## RECORD SET
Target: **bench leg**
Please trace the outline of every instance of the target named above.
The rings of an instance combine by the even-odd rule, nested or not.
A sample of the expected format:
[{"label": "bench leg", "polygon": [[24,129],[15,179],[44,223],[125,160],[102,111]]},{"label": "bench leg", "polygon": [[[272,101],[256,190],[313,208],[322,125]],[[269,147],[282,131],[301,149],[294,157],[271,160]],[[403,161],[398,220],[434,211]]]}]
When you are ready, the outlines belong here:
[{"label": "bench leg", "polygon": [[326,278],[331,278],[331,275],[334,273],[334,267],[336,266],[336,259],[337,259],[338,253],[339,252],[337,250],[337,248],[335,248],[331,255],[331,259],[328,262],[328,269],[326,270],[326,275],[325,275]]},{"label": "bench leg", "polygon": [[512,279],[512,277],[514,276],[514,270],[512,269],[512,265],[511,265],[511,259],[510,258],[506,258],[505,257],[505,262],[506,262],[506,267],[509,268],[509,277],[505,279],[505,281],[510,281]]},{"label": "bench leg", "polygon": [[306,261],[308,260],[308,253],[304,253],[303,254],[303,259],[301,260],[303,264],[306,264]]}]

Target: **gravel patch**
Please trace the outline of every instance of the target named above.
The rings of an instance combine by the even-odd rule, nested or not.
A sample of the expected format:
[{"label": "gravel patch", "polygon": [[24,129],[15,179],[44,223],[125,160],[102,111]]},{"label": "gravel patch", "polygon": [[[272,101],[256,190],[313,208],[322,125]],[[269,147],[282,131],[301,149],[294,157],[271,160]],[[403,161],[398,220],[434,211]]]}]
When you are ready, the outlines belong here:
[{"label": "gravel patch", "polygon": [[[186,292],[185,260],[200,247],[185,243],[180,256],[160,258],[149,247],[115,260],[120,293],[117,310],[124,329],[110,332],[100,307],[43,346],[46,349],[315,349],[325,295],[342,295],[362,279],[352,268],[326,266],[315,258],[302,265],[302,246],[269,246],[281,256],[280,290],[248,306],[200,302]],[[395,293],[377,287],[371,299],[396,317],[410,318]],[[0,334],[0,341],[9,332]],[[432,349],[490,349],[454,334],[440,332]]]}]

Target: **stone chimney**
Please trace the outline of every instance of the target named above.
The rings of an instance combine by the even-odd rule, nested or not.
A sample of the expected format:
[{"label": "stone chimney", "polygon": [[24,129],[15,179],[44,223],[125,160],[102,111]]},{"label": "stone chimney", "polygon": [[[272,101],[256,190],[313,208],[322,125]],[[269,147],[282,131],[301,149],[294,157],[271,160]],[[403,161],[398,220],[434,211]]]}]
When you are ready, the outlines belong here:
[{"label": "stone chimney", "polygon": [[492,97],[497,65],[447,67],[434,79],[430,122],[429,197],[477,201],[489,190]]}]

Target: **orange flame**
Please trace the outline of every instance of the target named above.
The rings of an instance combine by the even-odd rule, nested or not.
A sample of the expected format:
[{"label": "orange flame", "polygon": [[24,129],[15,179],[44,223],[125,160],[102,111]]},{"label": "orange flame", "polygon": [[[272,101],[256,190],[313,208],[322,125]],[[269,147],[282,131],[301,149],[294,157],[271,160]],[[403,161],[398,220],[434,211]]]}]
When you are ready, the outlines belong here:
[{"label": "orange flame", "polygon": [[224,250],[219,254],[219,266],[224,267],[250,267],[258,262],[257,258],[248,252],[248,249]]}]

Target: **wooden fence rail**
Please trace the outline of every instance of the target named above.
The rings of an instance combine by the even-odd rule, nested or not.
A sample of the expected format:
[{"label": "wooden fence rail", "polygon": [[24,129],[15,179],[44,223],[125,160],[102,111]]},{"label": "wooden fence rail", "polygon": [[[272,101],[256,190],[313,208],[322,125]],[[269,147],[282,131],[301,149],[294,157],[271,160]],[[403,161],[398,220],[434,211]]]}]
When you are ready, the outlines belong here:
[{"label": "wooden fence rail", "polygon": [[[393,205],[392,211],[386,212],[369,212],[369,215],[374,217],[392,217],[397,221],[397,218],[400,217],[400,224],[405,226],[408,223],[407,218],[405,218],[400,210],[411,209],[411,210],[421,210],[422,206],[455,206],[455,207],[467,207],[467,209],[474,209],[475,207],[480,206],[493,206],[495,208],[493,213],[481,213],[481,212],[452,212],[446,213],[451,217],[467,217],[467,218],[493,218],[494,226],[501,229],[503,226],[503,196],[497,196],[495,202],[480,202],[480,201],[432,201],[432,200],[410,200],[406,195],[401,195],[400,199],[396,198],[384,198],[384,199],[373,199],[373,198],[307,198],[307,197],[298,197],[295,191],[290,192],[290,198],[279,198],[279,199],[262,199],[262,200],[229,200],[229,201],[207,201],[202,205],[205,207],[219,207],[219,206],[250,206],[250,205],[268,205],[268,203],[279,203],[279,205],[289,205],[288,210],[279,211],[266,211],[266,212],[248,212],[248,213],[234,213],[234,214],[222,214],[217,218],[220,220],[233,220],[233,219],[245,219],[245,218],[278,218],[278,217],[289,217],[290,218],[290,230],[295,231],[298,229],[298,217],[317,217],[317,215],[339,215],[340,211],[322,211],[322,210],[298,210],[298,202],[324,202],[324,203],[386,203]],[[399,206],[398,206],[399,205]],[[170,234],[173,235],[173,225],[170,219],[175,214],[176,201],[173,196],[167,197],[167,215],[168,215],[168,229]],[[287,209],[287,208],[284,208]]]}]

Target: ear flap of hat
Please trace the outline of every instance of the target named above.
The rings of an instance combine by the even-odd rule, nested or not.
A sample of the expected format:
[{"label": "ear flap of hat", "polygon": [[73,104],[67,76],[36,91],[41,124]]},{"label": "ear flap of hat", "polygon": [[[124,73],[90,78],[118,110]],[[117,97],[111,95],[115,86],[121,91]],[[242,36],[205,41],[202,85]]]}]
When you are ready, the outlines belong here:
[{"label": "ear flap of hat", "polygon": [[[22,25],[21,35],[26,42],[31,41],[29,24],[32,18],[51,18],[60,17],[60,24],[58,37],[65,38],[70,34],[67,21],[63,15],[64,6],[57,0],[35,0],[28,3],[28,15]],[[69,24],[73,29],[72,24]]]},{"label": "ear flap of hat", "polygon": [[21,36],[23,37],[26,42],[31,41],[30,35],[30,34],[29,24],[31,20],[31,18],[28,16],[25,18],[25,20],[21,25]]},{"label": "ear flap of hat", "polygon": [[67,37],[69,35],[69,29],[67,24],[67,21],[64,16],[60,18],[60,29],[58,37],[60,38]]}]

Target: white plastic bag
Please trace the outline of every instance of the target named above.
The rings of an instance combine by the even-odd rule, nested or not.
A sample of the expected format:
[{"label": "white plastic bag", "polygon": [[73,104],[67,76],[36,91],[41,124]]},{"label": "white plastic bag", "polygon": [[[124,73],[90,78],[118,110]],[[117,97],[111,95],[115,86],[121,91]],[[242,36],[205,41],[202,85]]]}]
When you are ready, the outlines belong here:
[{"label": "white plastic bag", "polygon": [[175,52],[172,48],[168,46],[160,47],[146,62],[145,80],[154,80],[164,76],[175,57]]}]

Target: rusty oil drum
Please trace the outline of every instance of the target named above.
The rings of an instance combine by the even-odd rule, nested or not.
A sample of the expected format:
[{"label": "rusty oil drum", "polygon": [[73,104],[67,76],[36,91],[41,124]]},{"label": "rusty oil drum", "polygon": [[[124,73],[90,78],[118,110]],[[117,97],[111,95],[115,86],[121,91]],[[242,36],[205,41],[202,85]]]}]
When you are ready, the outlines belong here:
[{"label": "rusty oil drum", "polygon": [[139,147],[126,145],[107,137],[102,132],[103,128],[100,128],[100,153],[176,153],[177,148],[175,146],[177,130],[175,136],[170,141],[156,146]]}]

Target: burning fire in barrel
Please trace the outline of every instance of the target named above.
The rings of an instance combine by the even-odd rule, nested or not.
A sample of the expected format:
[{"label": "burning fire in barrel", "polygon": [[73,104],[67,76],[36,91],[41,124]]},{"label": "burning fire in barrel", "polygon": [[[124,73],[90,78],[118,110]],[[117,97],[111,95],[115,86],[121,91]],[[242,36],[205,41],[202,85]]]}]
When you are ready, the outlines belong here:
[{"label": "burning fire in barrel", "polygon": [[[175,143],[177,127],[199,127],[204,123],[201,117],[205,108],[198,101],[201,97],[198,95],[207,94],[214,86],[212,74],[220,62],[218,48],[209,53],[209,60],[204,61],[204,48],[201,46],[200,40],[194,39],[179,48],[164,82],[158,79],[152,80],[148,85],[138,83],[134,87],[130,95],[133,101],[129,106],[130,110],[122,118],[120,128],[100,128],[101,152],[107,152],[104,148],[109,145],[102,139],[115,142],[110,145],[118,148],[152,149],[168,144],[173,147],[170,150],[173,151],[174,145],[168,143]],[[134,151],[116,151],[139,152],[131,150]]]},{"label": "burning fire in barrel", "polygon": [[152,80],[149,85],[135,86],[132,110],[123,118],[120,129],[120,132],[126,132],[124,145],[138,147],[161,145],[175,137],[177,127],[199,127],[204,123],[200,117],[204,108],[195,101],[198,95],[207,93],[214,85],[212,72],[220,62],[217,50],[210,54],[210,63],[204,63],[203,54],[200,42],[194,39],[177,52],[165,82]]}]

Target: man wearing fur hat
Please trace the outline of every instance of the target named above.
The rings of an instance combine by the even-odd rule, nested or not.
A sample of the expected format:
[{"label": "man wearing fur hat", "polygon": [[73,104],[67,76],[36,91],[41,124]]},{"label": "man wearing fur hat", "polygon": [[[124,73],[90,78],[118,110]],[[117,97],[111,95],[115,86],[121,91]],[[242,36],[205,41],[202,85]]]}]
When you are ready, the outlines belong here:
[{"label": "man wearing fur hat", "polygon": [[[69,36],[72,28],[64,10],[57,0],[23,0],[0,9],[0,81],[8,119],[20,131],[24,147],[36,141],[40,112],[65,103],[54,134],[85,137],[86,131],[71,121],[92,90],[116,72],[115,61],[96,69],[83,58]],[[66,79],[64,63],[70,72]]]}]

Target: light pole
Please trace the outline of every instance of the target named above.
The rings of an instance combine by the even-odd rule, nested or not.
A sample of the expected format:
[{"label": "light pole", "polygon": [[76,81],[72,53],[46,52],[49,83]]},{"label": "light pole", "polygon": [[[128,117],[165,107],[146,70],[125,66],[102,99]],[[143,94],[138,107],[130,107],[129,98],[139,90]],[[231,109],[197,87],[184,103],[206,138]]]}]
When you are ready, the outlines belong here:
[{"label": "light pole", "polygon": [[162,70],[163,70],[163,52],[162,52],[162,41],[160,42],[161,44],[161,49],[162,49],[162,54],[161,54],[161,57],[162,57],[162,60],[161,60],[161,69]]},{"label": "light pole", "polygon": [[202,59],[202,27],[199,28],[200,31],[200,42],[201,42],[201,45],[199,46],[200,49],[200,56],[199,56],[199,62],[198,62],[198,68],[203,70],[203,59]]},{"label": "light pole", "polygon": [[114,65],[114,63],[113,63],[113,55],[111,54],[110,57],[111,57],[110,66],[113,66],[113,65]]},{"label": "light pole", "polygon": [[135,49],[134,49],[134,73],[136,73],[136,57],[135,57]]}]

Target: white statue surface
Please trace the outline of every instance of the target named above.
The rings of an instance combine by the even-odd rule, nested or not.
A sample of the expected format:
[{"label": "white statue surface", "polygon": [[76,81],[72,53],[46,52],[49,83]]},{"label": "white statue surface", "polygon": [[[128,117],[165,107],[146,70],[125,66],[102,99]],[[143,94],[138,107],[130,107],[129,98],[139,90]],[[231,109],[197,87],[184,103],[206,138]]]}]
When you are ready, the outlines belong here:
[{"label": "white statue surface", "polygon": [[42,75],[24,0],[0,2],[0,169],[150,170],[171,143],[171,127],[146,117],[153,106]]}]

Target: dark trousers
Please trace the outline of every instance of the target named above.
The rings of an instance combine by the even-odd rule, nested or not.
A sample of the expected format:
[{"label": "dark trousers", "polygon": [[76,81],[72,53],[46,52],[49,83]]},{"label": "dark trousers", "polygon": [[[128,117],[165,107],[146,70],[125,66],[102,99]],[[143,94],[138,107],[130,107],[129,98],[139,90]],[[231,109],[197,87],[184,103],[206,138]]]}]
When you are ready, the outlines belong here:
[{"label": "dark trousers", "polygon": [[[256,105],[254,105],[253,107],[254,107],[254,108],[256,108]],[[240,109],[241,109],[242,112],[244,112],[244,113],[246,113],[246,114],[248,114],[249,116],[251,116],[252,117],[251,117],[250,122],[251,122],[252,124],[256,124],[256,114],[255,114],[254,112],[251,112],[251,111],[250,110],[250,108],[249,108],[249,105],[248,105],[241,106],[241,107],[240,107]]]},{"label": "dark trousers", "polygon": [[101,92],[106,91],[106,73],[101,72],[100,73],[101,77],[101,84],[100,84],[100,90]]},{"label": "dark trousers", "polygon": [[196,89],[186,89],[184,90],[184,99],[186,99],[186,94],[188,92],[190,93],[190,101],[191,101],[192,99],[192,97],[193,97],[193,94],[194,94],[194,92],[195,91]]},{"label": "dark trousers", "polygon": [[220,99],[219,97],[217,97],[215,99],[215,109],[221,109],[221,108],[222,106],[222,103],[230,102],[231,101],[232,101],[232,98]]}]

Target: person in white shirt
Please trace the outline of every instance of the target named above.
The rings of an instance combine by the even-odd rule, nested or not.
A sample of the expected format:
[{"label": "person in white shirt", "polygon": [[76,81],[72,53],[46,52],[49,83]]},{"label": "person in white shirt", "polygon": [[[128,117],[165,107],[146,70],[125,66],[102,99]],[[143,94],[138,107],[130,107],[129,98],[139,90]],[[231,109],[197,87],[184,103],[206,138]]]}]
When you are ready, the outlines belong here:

## WORK REQUIRED
Beginning at the line that holds "Target: person in white shirt", write out word for word each line through the end of the records.

## OUTPUT OF THE TASK
Target: person in white shirt
Please trace the outline of every instance of the target named above.
The rings of an instance combine by the even-odd rule, nested or not.
A sample of the expected format:
[{"label": "person in white shirt", "polygon": [[76,81],[72,53],[46,52],[49,83]]},{"label": "person in white shirt", "polygon": [[[128,117],[165,107],[146,70],[125,66],[102,99]],[[143,94],[138,107],[130,107],[129,98],[139,90]],[[231,109],[197,87],[184,103],[206,138]]]}]
When you are ready, the outlines belong here:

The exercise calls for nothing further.